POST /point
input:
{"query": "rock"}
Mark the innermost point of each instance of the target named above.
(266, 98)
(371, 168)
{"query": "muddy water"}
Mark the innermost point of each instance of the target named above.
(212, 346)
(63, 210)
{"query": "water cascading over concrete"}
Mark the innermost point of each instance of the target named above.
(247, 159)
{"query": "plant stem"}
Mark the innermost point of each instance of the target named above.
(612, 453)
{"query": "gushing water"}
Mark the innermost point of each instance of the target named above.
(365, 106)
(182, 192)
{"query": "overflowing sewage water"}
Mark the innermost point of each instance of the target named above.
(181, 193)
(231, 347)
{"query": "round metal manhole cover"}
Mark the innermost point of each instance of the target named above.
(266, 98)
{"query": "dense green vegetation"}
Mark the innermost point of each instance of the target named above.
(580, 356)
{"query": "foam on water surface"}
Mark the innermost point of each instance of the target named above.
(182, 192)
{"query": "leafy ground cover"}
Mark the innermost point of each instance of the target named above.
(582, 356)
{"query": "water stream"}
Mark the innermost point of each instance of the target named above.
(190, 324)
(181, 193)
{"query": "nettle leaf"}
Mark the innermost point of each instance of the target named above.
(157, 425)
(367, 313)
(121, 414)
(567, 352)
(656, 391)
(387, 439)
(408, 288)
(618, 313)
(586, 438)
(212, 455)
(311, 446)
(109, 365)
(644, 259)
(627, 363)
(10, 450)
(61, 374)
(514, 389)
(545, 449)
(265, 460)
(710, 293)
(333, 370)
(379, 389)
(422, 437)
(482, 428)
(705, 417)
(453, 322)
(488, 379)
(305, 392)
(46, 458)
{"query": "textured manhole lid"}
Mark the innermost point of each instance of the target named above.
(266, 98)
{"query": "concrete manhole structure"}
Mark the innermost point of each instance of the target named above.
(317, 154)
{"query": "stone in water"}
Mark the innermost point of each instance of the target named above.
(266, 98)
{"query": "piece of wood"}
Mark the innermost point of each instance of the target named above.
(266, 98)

_Task to complete_
Pick out each line in the material above that contains the word "concrete". Case counts.

_Written solution_
{"query": "water cascading over concrete"}
{"query": "concrete manhole structure"}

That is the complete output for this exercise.